──────── TEXT SECTION

George Van Horn Moseley (September 28, 1874 – November 7, 1960) was a United States Army general. Following his retirement in 1938, he became controversial for his fiercely anti-immigrant and antisemitic views.

Early life and career

Moseley was born in Evanston, Illinois, on September 28, 1874. He graduated from the United States Military Academy in 1899 and was commissioned second lieutenant in the cavalry. He served in the Philippines twice, from 1900 to 1903 and 1906 to 1907, where his assignments included commanding a troop of the 1st Cavalry and serving as Aide-de-Camp to Generals J. M. Bell and J. M. Lee. In 1901 Moseley, accompanied by only one other officer, without escort and under conditions of great danger, penetrated a major Philippine insurgent stronghold. 2nd Lt. Moseley and 1st Lt. George Curry convinced Brigadier General Ludovico Arejola to sign the peace agreement in Taban, Minalabac (Philippines) on March 25, 1901.

The honor graduate of the Army School of the Line in 1908, Moseley also graduated from the Army Staff College in 1909 and the Army War College in 1911. During World War I, Moseley served as assistant chief of staff for logistics (G-4) on the staff of the American Expeditionary Force headquarters.

Moseley married Mrs. Florence DuBois in July 1930.

────────────────
──────── LISTING

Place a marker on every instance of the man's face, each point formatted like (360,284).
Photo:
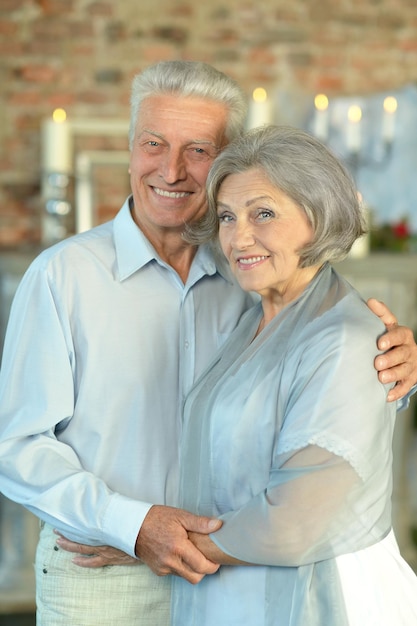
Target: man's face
(176,140)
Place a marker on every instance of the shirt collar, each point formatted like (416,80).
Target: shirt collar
(134,251)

────────────────

WRITTEN EXERCISE 1 >> Repeat word for word the stretch of the passage on George Van Horn Moseley that begins with the words containing "George Van Horn" and ends with "and antisemitic views.".
WRITTEN EXERCISE 2 >> Reproduce all of the entries above line for line, omitting the pictures.

EXERCISE ANSWER 1 >>
George Van Horn Moseley (September 28, 1874 – November 7, 1960) was a United States Army general. Following his retirement in 1938, he became controversial for his fiercely anti-immigrant and antisemitic views.

EXERCISE ANSWER 2 >>
Place a marker on every instance of the man's face, each point formatted like (360,284).
Photo:
Target: man's face
(176,140)
Place a marker on every instance of the shirt collar, each point formatted like (416,80).
Target: shirt collar
(134,251)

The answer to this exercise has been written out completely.